* TEXT PASSAGE:
[Start]

QnA Coldstart Training
Train a Smart Answers model on a cold start (unsupervised) basis, with pre-trained or trained embeddings, and deploy the trained model to the ML Model Service.
Trains QnA model on a cold start (unsupervised) basis with with pre-trained or trained embeddings and deploys the trained model to the ML Model Service
aMaxLen - integer
Average length of question by number of tokens
deployModelName - stringrequired
Name of the model to be used for deployment (must be a valid DNS subdomain with no underscores)
<= 30 characters
Match pattern: [a-zA-Z][\-a-zA-Z0-9]*[a-zA-Z0-9]?
extraTrainingArgs - string
Add any additional arguments for the Python training scripts in this field
id - stringrequired
The ID for this job. Used in the API to reference this job. Allowed characters: a-z, A-Z, dash (-) and underscore (_)
<= 63 characters
Match pattern: [a-zA-Z][_\-a-zA-Z0-9]*[a-zA-Z0-9]?
infBatch - integer
The batch size used in the validation loop
Default: 512
lowerCases - boolean
Whether to lower case all words in training, i.e. whether to treat upper case and lower case words equally.
Default: true
maxLen - integer
Max length of question/answer by number of tokens
maxTokensNum - integer
Drop document if the total words is greater than this value
>= 1
exclusiveMinimum: false
Default: 5000
maxVocabSize - integer
Maximum number of words in vocabulary, words will be trimmed if frequency is too low
>= 1
exclusiveMinimum: false
Default: 100000
minTokensNum - integer
Drop document if the total words is lower than this value
>= 1
exclusiveMinimum: false
Default: 1
modelReplicas - integer
How many replicas of the model should be deployed by Seldon Core
Default: 1
numClusters - integer
Number of clusters to be used for fast dense vector retrieval. Note no clustering will be applied if this is set to 0. If left blank, cluster count will be inferred by the job depending on the data
qMaxLen - integer
Average length of question by number of tokens
samplingProportion - number
The proportion of data to be sampled from the full dataset. Use a value between 0 and 1 for a proportion (e.g. 0.5 for 50%), or for a specific number of examples, use an integer larger than 1. Leave blank for no sampling
sparkConfig - array[object]
Provide additional key/value pairs to be injected into the training JSON map at runtime. Values will be inserted as-is, so use " to surround string values
object attributes:{key
required : {
display name: Parameter Name
type: string
}value
: {
display name: Parameter Value
type: string
}}
textColName - stringrequired
Field which contains the documents that will be used to learn about the vocabulary. If multiple fields, please separate them by comma, e.g. question,answer.

[End]

[Image object location entries]
[Start]

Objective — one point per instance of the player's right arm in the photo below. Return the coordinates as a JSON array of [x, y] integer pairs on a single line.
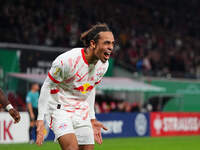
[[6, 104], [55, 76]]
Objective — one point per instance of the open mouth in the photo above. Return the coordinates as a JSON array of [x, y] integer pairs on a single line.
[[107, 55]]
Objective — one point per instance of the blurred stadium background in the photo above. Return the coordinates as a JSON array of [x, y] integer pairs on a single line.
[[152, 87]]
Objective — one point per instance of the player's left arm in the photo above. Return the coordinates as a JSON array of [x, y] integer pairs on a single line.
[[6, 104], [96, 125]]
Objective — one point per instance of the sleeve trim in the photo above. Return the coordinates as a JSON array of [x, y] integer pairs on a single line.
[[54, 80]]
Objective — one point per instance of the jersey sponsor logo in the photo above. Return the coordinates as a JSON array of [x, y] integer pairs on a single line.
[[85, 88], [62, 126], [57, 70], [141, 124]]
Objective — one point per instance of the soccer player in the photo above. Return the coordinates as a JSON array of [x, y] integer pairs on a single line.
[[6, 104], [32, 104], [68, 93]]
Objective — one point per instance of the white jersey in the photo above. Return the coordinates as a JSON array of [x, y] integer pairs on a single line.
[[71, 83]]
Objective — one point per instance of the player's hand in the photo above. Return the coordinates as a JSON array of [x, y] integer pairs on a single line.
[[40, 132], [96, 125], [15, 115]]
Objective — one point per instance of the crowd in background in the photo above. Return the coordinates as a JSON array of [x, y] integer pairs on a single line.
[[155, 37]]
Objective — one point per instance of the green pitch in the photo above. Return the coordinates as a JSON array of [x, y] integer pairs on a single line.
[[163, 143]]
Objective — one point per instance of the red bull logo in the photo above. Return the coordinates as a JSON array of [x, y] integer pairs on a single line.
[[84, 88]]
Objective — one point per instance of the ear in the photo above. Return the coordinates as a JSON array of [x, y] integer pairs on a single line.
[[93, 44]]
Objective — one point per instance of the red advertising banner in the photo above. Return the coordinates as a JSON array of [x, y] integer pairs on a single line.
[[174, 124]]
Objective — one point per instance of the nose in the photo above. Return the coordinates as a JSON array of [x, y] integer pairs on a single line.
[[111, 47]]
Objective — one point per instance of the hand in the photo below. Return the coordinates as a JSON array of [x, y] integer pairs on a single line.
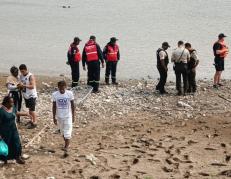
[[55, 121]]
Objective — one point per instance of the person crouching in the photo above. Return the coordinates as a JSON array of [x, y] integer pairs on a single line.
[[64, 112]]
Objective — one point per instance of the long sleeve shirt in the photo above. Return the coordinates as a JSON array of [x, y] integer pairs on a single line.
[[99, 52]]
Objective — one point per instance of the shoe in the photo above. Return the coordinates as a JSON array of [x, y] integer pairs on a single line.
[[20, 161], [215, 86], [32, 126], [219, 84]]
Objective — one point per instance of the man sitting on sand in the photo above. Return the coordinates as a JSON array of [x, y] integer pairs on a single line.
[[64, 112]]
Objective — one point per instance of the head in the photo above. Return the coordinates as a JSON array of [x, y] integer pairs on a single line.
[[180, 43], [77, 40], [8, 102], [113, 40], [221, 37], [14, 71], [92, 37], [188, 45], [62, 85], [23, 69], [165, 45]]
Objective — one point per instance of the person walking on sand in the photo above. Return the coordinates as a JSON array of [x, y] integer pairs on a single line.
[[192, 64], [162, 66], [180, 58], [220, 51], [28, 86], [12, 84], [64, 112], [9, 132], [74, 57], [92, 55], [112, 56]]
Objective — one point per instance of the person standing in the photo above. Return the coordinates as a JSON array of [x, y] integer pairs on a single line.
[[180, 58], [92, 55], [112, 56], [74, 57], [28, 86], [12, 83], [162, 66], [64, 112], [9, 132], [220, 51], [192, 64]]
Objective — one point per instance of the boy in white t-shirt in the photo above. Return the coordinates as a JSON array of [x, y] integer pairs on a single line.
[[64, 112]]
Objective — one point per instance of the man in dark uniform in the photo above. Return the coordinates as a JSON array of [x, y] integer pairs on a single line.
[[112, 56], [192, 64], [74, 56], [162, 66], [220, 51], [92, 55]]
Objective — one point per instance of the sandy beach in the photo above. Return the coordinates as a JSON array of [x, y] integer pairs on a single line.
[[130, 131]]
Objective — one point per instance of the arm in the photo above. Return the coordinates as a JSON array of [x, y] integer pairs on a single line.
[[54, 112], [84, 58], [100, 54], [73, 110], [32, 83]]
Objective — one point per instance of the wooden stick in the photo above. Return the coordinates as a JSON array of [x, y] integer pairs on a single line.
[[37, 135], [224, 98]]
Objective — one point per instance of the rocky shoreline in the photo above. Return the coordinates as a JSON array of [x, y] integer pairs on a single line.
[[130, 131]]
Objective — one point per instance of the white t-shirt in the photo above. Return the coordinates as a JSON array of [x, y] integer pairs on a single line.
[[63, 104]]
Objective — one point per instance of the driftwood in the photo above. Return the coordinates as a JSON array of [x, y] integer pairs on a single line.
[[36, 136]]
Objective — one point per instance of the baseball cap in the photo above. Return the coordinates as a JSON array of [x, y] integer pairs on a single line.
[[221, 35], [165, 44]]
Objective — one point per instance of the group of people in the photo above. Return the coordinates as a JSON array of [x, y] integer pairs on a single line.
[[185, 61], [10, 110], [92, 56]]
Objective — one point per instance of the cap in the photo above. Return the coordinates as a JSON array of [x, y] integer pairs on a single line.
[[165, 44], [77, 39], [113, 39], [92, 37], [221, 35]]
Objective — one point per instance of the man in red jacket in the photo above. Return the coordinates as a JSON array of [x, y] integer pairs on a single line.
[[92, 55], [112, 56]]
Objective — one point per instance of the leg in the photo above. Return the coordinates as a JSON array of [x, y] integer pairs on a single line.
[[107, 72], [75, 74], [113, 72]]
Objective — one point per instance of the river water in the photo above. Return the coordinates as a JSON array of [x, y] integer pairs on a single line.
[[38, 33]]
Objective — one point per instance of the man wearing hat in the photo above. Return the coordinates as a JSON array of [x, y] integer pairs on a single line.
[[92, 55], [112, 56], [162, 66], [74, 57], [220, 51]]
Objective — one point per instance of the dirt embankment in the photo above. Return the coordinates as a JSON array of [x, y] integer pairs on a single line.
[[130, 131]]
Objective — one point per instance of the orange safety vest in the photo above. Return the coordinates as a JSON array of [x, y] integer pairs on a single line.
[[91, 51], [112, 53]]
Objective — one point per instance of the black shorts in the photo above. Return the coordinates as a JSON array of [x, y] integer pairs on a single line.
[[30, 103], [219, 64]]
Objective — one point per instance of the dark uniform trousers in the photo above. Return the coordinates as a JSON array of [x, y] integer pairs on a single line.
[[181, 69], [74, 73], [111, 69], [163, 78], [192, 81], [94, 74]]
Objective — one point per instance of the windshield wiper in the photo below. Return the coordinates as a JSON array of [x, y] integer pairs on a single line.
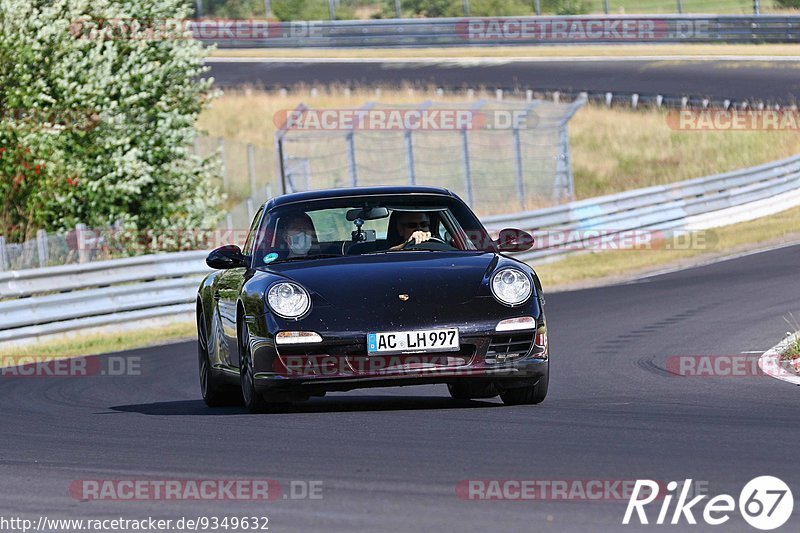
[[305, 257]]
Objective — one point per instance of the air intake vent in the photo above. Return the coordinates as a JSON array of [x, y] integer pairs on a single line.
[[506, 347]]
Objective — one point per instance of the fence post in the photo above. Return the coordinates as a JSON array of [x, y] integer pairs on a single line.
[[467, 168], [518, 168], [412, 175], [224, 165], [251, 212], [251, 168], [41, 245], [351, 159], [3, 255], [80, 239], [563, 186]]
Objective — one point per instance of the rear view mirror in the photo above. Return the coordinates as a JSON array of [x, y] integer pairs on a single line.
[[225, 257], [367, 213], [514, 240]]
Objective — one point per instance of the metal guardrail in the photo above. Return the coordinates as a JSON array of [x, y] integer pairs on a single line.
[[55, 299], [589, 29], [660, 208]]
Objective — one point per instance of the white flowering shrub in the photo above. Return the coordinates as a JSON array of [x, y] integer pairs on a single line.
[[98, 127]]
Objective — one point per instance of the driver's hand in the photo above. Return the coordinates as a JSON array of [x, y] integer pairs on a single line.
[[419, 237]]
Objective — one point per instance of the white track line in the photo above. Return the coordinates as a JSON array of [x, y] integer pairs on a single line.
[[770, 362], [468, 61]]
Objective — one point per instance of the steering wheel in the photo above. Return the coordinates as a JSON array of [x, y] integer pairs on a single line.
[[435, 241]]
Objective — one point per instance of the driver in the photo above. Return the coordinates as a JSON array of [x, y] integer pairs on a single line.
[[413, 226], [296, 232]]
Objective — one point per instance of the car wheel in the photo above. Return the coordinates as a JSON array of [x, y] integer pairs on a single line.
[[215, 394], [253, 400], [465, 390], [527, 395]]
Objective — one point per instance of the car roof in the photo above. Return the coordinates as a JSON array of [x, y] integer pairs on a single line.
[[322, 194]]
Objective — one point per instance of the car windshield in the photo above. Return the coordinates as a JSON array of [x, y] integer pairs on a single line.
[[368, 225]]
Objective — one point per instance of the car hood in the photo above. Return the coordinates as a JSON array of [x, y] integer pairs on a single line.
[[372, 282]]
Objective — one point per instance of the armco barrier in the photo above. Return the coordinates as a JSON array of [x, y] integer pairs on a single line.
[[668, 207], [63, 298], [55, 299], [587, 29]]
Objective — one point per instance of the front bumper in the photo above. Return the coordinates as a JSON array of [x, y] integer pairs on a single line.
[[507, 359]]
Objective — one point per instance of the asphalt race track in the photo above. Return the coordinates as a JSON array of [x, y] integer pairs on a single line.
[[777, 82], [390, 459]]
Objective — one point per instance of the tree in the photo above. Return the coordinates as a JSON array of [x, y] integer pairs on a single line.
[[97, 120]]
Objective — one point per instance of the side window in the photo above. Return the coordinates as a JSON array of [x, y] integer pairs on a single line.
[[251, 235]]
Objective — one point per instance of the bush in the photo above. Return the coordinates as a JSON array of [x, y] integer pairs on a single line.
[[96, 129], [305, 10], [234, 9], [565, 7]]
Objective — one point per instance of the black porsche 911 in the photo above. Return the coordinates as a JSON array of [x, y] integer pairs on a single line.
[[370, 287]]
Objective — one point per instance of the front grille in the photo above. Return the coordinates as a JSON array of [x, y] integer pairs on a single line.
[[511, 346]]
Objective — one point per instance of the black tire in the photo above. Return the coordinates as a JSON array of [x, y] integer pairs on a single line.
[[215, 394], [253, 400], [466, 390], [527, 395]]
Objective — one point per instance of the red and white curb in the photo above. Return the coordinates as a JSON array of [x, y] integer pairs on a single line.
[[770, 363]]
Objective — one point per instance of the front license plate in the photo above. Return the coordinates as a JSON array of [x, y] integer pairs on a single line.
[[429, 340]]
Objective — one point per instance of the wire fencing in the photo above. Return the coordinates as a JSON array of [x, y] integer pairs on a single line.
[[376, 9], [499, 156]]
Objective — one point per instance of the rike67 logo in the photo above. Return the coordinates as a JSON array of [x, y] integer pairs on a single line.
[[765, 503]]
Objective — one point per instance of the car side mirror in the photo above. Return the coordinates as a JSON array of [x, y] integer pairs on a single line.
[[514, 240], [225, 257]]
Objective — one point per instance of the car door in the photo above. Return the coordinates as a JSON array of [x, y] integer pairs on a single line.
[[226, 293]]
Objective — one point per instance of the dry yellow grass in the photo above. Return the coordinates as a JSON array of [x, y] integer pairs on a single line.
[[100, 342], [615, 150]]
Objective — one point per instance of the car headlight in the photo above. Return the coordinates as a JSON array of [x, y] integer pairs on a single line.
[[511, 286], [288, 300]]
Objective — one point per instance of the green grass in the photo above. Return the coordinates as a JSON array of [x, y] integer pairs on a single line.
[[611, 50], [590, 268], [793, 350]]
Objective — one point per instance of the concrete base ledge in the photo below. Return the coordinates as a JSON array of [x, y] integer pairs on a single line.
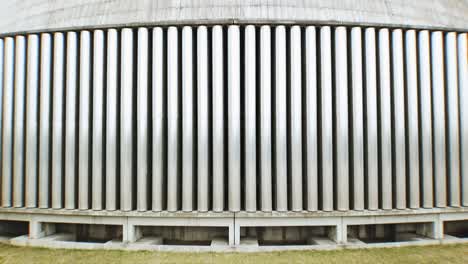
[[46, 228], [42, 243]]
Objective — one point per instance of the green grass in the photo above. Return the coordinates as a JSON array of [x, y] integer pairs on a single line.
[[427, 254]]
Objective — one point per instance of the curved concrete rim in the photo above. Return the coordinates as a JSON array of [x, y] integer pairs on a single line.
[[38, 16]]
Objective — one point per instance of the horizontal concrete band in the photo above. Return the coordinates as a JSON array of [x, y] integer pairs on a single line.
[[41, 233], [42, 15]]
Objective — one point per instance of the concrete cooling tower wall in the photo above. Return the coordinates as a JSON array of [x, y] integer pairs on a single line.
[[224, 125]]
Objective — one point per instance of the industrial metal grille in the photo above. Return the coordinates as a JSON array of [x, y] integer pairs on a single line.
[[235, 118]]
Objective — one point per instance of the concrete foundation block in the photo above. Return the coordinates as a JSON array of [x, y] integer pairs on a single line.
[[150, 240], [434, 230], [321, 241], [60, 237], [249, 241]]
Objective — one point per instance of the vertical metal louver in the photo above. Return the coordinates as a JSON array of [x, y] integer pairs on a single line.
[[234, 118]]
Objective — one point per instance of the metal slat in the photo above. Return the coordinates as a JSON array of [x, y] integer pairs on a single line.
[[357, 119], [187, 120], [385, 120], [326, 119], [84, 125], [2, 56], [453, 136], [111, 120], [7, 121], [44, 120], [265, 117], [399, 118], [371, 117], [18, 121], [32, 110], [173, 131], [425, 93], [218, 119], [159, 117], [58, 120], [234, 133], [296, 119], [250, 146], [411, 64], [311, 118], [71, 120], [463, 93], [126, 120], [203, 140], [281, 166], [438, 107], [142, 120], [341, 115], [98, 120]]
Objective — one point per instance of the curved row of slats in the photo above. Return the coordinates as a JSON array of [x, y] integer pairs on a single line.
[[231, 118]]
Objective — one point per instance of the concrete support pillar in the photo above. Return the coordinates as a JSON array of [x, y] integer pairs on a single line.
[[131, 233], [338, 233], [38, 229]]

[End]

* TO BE DONE:
Answer these from the QnA coldstart training text:
(a) What is the default batch size used in the validation loop?
(b) How many characters can the deployment model name have at most?
(c) What happens if numClusters is set to 0?

* RESULT OF THIS EXERCISE:
(a) 512
(b) 30 characters
(c) No clustering is applied.